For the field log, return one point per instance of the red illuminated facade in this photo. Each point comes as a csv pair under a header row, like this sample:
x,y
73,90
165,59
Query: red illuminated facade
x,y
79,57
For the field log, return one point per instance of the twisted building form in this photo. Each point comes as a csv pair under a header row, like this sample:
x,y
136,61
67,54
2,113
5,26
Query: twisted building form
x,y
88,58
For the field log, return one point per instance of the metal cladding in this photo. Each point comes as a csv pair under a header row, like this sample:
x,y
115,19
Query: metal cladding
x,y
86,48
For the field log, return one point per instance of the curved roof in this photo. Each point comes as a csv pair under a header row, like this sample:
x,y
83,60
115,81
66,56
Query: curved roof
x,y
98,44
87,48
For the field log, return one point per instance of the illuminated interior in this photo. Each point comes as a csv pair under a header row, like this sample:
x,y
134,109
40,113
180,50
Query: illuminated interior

* [DIRECTIONS FOR THIS TASK]:
Everything in the listing above should be printed again exactly.

* [WRITTEN SOLUTION]:
For the field log, return one point per instance of the red illuminated facade in this photo. Each point comes as a csv pair under a header row, like this sample:
x,y
73,90
165,59
Query: red illuminated facade
x,y
79,57
For the field log, return one point per instance of the twisted building form in this photo. Each point comes as a csv pair under a header row, like this sample:
x,y
136,61
67,54
2,113
5,26
Query: twisted building form
x,y
88,58
For the field log, return one point per instance of the metal cladding in this photo. Each point comes as a csv pair under a header row, like this sample:
x,y
115,19
Query: metal cladding
x,y
86,48
For the field log, return one point per instance of the curved roof in this photo. Each point comes as a csv pair under a header row, like this sample:
x,y
83,60
115,81
66,56
Query: curved roof
x,y
98,44
87,48
For the field log, return one point per instance of the illuminated interior in this photo. Each point comes as a csv pair under a header row, like this sample:
x,y
134,109
40,113
180,50
Query: illuminated interior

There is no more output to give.